* _任务清单_
1) 判断下列三项说法是否与原文节选相符，逐项答"是"或"否"，并逐字引用原文中起决定作用的语句：(a) num_nodes 被设为 64；(b) 作者认为 b/np.sum(b, 1)[:,None] 与 b/np.sum(b) 的意思不同；(c) 变量 ib 用 tf.zeros 初始化。
2) 请从原文节选中原样返回一段文字，从"fb = tf.Variable(tf.zeros([1, num_nodes]))"起，到"ob = tf.Variable(tf.zeros([1, num_nodes]))"止（含这两处）。
3) 按原文节选的说法，定义 Tensorflow 模型分为哪几个部分？

══ 原文节选 ══

先回忆一下 cross_entropy：

\[Cross Entropy = - \sum_{i}^N({predictions \cdot \log(labels)})\]

那么，

\[logprob = { Cross Entropy \over N }\]

后面三个函数 sample_distribution sample random_distribution 是一起使用的。

random_distribution 就是生成一个平均分布的，加总和为 1 的 array。但是我不知道为何写的这么花哨，我试了半天，似乎 b/np.sum(b, 1)[:,None] 和 b/np.sum(b) 的意思是一样的。

sample 则是靠 sample_distribution 以传入的 prediction 的概率，随机取一个维设成 1 ，其他都设成 0 ，也就是按照 prediction 的概率获得一个随机字母。（为啥不直接取概率最大的那个字母呢？搞这么复杂真的好吗？）

9. 定义Tensorflow模型

分为几个部分：定义变量，定义LSTM Cell，定义输入接口，循环执行LSTM Cell，定义loss，定义优化，定义预测。

num_nodes 是代表这个神经网络中LSTM Cell层的Cell个数。

num_nodes = 64

graph = tf.Graph()
with graph.as_default():

1) 定义变量

  # Parameters:
  # Input gate: input, previous output, and bias.
  ix = tf.Variable(tf.truncated_normal([vocabulary_size, num_nodes], -0.1, 0.1))
  im = tf.Variable(tf.truncated_normal([num_nodes, num_nodes], -0.1, 0.1))
  ib = tf.Variable(tf.zeros([1, num_nodes]))
  # Forget gate: input, previous output, and bias.
  fx = tf.Variable(tf.truncated_normal([vocabulary_size, num_nodes], -0.1, 0.1))
  fm = tf.Variable(tf.truncated_normal([num_nodes, num_nodes], -0.1, 0.1))
  fb = tf.Variable(tf.zeros([1, num_nodes]))
  # Memory cell: input, state and bias.                             
  cx = tf.Variable(tf.truncated_normal([vocabulary_size, num_nodes], -0.1, 0.1))
  cm = tf.Variable(tf.truncated_normal([num_nodes, num_nodes], -0.1, 0.1))
  cb = tf.Variable(tf.zeros([1, num_nodes]))
  # Output gate: input, previous output, and bias.
  ox = tf.Variable(tf.truncated_normal([vocabulary_size, num_nodes], -0.1, 0.1))
  om = tf.Variable(tf.truncated_normal([num_nodes, num_nodes], -0.1, 0.1))
  ob = tf.Variable(tf.zeros([1, num_nodes]))
  # Variables saving state across unrollings.

═══
══ 所给条目 ══

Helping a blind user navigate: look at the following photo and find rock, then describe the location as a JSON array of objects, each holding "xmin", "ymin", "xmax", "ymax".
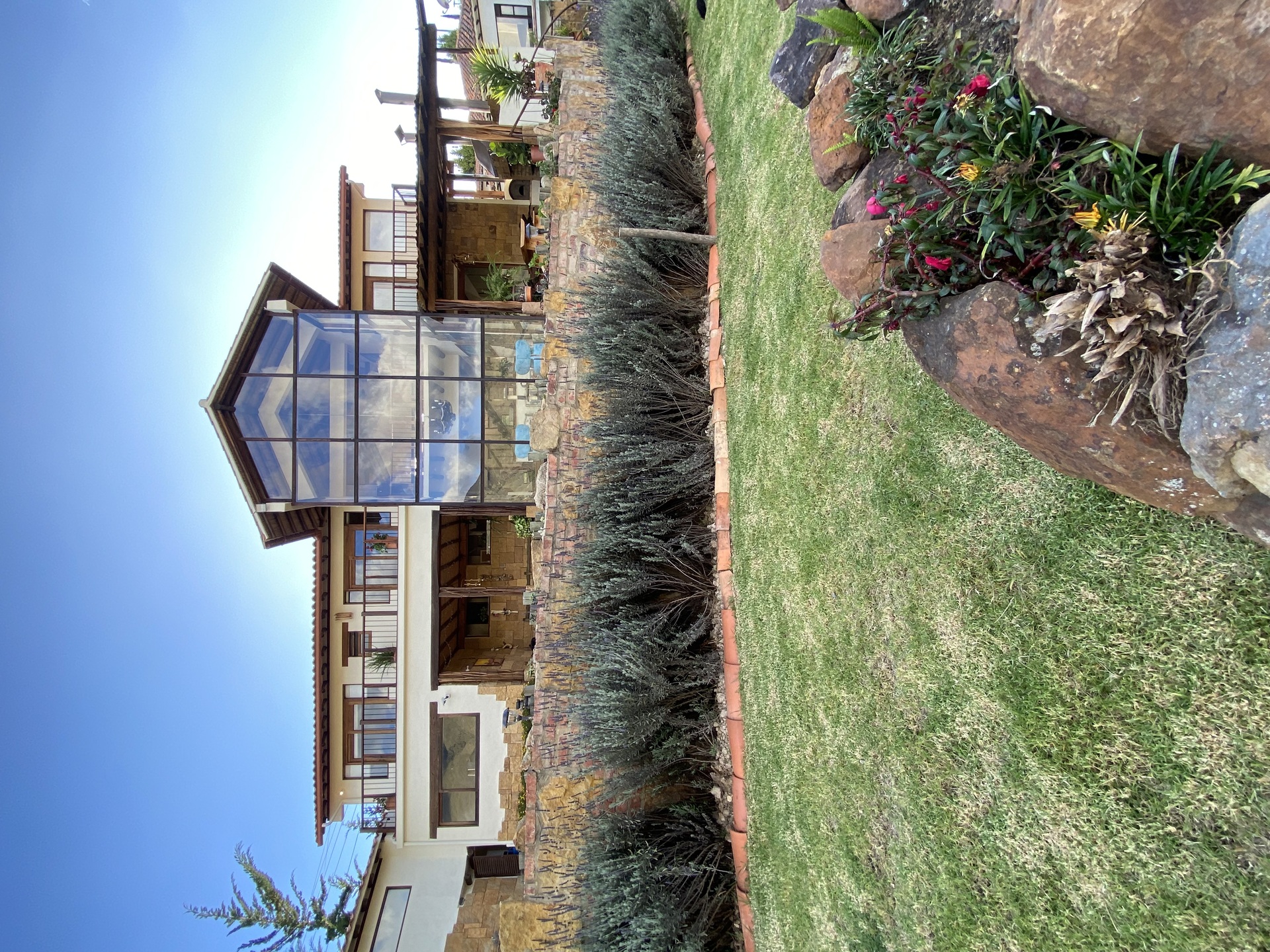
[
  {"xmin": 530, "ymin": 404, "xmax": 560, "ymax": 453},
  {"xmin": 806, "ymin": 71, "xmax": 868, "ymax": 192},
  {"xmin": 847, "ymin": 0, "xmax": 904, "ymax": 20},
  {"xmin": 903, "ymin": 282, "xmax": 1270, "ymax": 545},
  {"xmin": 816, "ymin": 46, "xmax": 860, "ymax": 95},
  {"xmin": 820, "ymin": 218, "xmax": 888, "ymax": 302},
  {"xmin": 1181, "ymin": 196, "xmax": 1270, "ymax": 499},
  {"xmin": 829, "ymin": 151, "xmax": 915, "ymax": 229},
  {"xmin": 769, "ymin": 0, "xmax": 839, "ymax": 109},
  {"xmin": 1015, "ymin": 0, "xmax": 1270, "ymax": 164}
]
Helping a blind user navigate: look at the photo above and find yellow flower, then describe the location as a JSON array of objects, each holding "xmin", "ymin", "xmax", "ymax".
[{"xmin": 1072, "ymin": 202, "xmax": 1103, "ymax": 231}]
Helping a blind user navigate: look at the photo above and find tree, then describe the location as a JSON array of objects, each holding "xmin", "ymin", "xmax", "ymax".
[{"xmin": 185, "ymin": 843, "xmax": 360, "ymax": 952}]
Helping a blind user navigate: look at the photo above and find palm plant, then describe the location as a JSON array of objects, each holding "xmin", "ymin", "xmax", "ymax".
[
  {"xmin": 468, "ymin": 46, "xmax": 533, "ymax": 103},
  {"xmin": 185, "ymin": 843, "xmax": 360, "ymax": 952}
]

═══

* _各题答案_
1)
(a) 是："num_nodes = 64"
(b) 否："似乎 b/np.sum(b, 1)[:,None] 和 b/np.sum(b) 的意思是一样的"
(c) 是："ib = tf.Variable(tf.zeros([1, num_nodes]))"

2)
fb = tf.Variable(tf.zeros([1, num_nodes]))
  # Memory cell: input, state and bias.                             
  cx = tf.Variable(tf.truncated_normal([vocabulary_size, num_nodes], -0.1, 0.1))
  cm = tf.Variable(tf.truncated_normal([num_nodes, num_nodes], -0.1, 0.1))
  cb = tf.Variable(tf.zeros([1, num_nodes]))
  # Output gate: input, previous output, and bias.
  ox = tf.Variable(tf.truncated_normal([vocabulary_size, num_nodes], -0.1, 0.1))
  om = tf.Variable(tf.truncated_normal([num_nodes, num_nodes], -0.1, 0.1))
  ob = tf.Variable(tf.zeros([1, num_nodes]))

3) 定义变量，定义LSTM Cell，定义输入接口，循环执行LSTM Cell，定义loss，定义优化，定义预测。